## DATA SUPPLIED
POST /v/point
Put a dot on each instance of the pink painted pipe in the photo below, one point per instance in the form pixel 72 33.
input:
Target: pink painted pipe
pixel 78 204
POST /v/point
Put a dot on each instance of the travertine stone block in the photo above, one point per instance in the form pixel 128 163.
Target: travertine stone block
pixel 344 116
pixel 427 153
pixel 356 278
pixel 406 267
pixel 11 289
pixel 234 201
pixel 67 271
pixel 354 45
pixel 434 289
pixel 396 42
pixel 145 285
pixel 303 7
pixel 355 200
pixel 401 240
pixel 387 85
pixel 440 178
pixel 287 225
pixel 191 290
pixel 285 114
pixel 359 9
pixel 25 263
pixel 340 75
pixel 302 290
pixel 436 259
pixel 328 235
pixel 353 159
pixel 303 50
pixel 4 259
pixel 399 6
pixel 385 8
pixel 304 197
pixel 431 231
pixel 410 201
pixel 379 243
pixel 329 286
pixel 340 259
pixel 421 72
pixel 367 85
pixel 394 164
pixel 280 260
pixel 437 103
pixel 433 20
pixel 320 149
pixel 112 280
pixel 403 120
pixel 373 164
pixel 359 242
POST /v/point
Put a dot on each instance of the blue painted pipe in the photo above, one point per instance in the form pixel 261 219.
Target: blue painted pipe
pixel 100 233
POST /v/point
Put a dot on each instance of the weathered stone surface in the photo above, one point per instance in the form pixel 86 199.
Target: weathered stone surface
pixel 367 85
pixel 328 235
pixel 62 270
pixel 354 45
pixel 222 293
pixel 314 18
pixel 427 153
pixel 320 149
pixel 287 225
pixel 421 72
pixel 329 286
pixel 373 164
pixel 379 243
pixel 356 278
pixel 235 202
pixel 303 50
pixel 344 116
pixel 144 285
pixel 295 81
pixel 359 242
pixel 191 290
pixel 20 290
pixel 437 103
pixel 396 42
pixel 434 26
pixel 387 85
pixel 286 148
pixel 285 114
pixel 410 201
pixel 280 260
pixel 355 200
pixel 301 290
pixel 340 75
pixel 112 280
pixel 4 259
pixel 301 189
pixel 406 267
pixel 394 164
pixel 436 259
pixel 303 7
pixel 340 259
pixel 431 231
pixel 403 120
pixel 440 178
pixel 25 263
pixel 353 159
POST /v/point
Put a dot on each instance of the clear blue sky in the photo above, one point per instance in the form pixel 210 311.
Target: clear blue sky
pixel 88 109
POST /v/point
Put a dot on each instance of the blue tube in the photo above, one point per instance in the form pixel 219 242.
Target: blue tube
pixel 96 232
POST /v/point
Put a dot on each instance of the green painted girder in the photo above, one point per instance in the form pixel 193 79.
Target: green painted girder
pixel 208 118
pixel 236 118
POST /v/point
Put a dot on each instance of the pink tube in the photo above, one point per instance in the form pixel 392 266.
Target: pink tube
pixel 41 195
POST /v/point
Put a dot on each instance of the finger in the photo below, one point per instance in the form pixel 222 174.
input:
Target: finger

## WHAT THE TASK ASKS
Reproduce the rows from the start through the line containing "pixel 78 204", both included, keeping the requests unchanged. Scale each pixel coordinate in the answers by 2.45 and round to whole numbers with halves rounded up, leaving all numbers in the requests and their format samples as they are.

## REPLY TO THE TASK
POST /v/point
Put a dot on each instance of the pink painted pipe in the photo below, one point per instance in the form pixel 72 33.
input:
Target: pink painted pipe
pixel 191 500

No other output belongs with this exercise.